ENTRIES:
● ● ● ● ●
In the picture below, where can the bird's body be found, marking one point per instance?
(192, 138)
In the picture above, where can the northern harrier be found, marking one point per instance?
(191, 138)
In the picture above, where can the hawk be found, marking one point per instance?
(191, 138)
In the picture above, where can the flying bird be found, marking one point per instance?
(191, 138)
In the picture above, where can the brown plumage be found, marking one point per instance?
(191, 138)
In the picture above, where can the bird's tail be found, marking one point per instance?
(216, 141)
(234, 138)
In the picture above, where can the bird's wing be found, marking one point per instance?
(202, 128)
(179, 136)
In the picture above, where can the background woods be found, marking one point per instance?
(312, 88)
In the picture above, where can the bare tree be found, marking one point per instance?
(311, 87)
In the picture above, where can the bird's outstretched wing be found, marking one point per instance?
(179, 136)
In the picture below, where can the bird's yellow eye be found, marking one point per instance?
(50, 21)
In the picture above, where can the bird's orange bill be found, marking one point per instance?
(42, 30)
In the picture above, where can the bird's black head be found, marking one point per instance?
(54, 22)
● ● ● ● ●
Write out every line of the entries above again, requests included, and increase both coordinates of every answer point by 91.

In the picture below, where can the bird's body be found, marking one point per instance?
(283, 229)
In the picture above, where can the northern harrier be found, marking one point per instance?
(282, 229)
In the picture above, where can the hawk be found, marking one point per instance?
(282, 229)
In the picture above, where can the flying bird be found, marking one point per instance?
(282, 229)
In the picture above, where can the brown plumage be found, marking one point per instance?
(282, 229)
In the picture above, where can the bird's tail be found, marking one point per instance?
(307, 232)
(325, 229)
In the picture above, where can the bird's wing be found, marking one point per instance?
(293, 219)
(270, 227)
In the picture above, where can the background woods be found, marking one point per instance?
(403, 179)
In the picture above, where can the bare tree be found, marking one point per instance?
(402, 178)
In the picture above, where can the bird's outstretched wing be found, marking one point per instance?
(270, 227)
In the picture below, where can the bird's yellow eye be found, marking one point per instance?
(141, 112)
In the picture above, where can the bird's orange bill be found, marking one point per instance?
(133, 121)
In the picture above, where can the bird's black head be found, marking one point per instance?
(145, 113)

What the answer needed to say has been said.